- Consignes
(a) Modifiez le passage de l'extrait sur la pièce Le Fils qui s'ouvre sur les mots « S’agissant de l’œuvre » et se clôt sur « vivent ses personnages ? », en remplaçant « perspicacité » par « clairvoyance ».
(b) Poursuivez l'extrait sur la pièce Le Fils à partir de l'endroit où il s'arrête.

LE FILS

Comédie des Champs-Élysées
15, avenue Montaigne
75008 Paris
Réservations : 01 53 23 99 19

Jusqu’au 14 juillet 2018
Du mardi au samedi à 20h30
Le dimanche à 16h
(Relâchedu 1er au 15 avril 2018 inclus)

 

Le Fils loupePhoto Lisa Lesourd

S’agissant de l’œuvre théâtrale de Florian Zeller, on peut se demander comment un auteur aussi jeune (né en 1979, il crée L’Autre en 2004, à l’âge de 25 ans) a pu, avec autant de perspicacité, plonger dans l’âme de personnages aussi différents qu’une femme au foyer déstabilisée par le vide de sa vie une fois les enfants partis du nid, qu’un vieil homme à qui les avancées de la maladie d’Alzheimer font perdre tous ses repères ou qu’un adolescent rongé par le mal de vivre.

Le dramaturge s’inspire-t-il de sa propre expérience, de situations dont il a été le témoin, pour décrire avec une telle justesse, une telle finesse psychologique, les affres que vivent ses personnages ?

Si, comme il le confie, « ce ne sont pas des histoires que j’ai vécues. Elles viennent à moi. J’ai même l’impression qu’elles préexistent à l’écriture et que je n’ai, en somme, qu’à les mettre en mots », nul doute qu’il y projette une certaine mélancolie qui lui est inhérente (« Être mélancolique est une nature. Des forces sombres me mettent à terre régulièrement », avoue-t-il dans une interview).

Presque toutes ses pièces, en effet, donnent de la vie une vision assez sombre et mettent en scène des personnages saisis dans une situation de crise.

Sa douzième et dernière création, Le Fils, à l’affiche de la Comédie des Champs-Elysées depuis le 3 février, ne fait pas exception à la règle.

Nicolas, 17 ans, est un adolescent fragile profondément affecté par le départ de son père, qui a fondé un nouveau foyer avec une autre femme.

Sa mère, désemparée par son comportement et dépassée par les événements, accepte qu’il aille vivre chez son père, qui fera tout son possible pour lui redonner le goût de vivre, avec l’accord tacite de sa nouvelle épouse, même si, mère depuis peu, elle n’avait certainement pas envisagé ce genre d’existence.

Hélas, les efforts conjugués de ses parents et de sa belle-mère ne peuvent rien contre le mal de vivre de l’adolescent et la pièce, qui a plongé, deux heures durant, le spectateur dans une profonde émotion, s’achève sur un constat d’impuissance.

- Données présentées
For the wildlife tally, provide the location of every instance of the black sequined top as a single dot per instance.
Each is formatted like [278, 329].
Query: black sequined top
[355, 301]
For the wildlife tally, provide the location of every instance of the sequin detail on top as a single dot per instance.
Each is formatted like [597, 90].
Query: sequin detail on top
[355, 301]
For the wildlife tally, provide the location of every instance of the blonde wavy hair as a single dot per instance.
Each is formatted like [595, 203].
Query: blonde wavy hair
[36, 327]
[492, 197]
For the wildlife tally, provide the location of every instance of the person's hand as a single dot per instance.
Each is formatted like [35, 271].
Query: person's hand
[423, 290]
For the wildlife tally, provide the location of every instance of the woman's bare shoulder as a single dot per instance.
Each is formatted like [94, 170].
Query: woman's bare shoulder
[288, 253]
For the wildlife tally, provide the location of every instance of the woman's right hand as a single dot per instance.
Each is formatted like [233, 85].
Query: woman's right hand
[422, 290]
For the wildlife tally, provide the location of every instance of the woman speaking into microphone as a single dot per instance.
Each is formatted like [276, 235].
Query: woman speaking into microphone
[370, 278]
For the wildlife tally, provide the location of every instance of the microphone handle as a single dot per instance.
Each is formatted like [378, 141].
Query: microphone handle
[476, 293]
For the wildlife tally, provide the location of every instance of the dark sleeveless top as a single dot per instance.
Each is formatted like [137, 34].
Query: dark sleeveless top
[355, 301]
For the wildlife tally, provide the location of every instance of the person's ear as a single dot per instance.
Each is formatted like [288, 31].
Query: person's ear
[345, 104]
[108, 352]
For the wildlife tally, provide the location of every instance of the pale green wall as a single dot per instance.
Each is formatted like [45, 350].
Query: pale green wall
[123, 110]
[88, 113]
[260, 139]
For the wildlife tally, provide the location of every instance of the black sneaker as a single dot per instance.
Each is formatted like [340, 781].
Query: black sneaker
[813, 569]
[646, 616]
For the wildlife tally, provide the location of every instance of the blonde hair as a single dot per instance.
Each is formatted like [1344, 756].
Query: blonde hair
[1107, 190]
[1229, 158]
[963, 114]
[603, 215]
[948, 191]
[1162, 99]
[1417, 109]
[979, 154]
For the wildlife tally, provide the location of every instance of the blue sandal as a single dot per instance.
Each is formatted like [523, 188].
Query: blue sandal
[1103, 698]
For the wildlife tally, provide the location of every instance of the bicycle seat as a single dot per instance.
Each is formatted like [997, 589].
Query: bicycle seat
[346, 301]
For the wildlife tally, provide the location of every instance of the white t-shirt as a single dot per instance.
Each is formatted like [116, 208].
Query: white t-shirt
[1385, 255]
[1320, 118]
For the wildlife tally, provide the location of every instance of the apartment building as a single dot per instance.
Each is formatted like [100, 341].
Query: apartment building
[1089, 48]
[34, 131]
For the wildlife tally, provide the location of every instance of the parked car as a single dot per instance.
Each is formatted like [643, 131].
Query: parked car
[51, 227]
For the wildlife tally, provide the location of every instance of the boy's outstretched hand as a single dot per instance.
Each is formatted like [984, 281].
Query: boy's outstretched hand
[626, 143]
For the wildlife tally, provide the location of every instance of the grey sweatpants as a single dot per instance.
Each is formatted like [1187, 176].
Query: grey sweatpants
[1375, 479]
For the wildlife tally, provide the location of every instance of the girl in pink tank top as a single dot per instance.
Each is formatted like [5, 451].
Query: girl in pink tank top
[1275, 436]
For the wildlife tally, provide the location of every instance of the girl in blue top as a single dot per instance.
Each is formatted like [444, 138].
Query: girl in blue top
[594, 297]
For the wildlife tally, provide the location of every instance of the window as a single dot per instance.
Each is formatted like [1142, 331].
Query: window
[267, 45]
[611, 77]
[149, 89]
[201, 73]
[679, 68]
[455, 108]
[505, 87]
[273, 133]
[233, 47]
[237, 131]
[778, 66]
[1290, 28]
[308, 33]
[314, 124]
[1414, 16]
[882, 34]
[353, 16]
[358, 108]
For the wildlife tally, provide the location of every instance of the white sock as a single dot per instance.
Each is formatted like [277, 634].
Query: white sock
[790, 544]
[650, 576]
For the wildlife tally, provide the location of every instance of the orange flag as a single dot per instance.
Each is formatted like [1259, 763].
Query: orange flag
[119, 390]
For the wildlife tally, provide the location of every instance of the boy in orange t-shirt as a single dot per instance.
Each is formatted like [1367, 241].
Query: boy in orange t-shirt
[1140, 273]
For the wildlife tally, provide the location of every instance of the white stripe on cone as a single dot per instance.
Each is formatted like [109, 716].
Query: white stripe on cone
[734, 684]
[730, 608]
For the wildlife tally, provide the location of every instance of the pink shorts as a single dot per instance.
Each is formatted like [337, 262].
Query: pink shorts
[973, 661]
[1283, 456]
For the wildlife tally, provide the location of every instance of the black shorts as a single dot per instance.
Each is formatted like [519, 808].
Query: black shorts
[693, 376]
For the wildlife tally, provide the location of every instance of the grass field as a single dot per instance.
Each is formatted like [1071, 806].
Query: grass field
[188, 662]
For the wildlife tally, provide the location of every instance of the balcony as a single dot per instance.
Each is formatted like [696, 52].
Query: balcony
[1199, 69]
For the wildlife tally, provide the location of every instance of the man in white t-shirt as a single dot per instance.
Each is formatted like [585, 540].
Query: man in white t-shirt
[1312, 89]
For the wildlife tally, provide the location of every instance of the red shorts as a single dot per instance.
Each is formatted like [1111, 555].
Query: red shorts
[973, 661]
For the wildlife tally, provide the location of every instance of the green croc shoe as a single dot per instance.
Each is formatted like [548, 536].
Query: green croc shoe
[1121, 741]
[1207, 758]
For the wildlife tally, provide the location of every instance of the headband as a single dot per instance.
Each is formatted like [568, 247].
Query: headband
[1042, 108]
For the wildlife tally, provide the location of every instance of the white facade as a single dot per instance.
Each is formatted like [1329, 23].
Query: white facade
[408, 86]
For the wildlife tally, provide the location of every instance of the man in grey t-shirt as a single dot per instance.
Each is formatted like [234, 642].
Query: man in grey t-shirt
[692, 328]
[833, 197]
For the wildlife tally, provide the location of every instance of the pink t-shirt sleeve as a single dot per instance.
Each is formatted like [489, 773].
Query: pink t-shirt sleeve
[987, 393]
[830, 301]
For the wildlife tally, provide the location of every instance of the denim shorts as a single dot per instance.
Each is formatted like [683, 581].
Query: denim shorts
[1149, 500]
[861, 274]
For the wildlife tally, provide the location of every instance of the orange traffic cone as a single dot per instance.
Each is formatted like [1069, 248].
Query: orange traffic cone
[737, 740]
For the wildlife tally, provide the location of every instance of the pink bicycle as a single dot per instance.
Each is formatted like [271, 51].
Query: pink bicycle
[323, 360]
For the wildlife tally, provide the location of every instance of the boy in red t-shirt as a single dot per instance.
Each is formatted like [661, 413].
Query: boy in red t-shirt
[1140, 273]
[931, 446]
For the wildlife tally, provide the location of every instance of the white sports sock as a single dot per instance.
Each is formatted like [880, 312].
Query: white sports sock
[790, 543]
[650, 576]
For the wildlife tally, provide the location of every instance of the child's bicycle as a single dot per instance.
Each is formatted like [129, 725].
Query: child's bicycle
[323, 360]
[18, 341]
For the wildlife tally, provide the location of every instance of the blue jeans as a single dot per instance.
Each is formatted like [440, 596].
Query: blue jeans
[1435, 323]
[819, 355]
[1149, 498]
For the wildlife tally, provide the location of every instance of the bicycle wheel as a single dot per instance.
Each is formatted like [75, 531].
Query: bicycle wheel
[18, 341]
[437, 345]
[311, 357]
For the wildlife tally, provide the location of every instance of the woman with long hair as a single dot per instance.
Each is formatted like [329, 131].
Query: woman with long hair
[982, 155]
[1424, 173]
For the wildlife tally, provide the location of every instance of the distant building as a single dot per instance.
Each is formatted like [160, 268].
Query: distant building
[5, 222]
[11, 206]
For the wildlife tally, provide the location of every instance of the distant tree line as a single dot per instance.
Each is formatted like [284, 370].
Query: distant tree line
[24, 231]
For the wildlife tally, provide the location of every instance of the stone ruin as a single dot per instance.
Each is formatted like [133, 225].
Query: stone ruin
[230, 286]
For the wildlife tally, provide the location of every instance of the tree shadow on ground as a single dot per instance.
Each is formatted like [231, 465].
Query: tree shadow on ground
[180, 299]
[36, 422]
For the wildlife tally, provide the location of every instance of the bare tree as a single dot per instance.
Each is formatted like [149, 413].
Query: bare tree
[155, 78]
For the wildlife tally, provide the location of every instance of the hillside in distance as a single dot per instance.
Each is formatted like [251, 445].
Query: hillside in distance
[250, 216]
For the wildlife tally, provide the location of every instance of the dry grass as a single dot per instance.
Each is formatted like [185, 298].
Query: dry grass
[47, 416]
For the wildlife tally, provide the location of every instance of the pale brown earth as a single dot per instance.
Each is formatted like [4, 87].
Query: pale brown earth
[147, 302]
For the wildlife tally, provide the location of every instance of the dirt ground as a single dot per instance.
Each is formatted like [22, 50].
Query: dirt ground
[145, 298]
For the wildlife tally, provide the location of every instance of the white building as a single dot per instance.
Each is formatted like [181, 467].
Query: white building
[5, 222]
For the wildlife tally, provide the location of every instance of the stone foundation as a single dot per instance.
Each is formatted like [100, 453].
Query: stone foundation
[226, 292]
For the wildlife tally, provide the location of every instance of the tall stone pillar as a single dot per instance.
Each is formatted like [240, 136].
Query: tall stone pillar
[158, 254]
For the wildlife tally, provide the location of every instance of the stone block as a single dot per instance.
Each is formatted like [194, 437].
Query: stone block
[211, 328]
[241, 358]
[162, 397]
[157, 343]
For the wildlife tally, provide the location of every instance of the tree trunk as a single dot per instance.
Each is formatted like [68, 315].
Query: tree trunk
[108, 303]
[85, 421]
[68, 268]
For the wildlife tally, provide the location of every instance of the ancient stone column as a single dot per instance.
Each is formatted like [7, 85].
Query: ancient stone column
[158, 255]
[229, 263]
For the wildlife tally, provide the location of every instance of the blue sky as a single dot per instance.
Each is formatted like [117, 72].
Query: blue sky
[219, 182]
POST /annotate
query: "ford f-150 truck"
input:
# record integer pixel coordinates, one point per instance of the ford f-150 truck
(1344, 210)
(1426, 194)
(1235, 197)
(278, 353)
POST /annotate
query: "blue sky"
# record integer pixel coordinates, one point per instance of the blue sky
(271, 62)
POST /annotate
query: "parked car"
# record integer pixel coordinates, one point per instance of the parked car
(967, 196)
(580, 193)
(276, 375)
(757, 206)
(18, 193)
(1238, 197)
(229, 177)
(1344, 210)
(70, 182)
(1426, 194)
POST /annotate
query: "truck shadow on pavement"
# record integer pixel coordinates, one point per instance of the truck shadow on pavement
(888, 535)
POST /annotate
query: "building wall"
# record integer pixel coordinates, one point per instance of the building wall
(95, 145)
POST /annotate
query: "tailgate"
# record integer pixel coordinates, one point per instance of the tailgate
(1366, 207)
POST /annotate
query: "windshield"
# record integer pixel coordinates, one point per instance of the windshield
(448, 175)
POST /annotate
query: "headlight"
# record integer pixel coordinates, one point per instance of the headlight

- Réponses rédigées
(a)
S’agissant de l’œuvre théâtrale de Florian Zeller, on peut se demander comment un auteur aussi jeune (né en 1979, il crée L’Autre en 2004, à l’âge de 25 ans) a pu, avec autant de clairvoyance, plonger dans l’âme de personnages aussi différents qu’une femme au foyer déstabilisée par le vide de sa vie une fois les enfants partis du nid, qu’un vieil homme à qui les avancées de la maladie d’Alzheimer font perdre tous ses repères ou qu’un adolescent rongé par le mal de vivre.

Le dramaturge s’inspire-t-il de sa propre expérience, de situations dont il a été le témoin, pour décrire avec une telle justesse, une telle finesse psychologique, les affres que vivent ses personnages ?

(b)
« Cette pièce raconte l’histoire d’un père qui tente de sauver son fils, mais qui n’y parvient pas », résume Florian Zeller.

Ce thème douloureux est traité avec une sensibilité et une pudeur extrêmes, sans pathos ni effets larmoyants.

Dans le rôle de Nicolas, Rod Paradot, découvert en 2016 dans La Tête haute, film d’Emmanuelle Bercot qui lui a valu le césar du meilleur espoir masculin, est touchant de vulnérabilité, de désarroi, de détresse.

Son jeu est tellement juste, tellement naturel, tellement sans faute, tellement poignant, qu’il n’y a qu’un adjectif pour le qualifier : excellent.

Sa présence sur scène est une évidence et il prouve là qu’il est aussi extraordinaire sur les planches que devant une caméra.

Yvan Attal, dans le rôle de ce père désemparé qui décide de tout mettre en œuvre pour sauver son fils suicidaire, au détriment de sa vie professionnelle et de couple, est parfait, plus-que-parfait, mais cela n’est guère une surprise.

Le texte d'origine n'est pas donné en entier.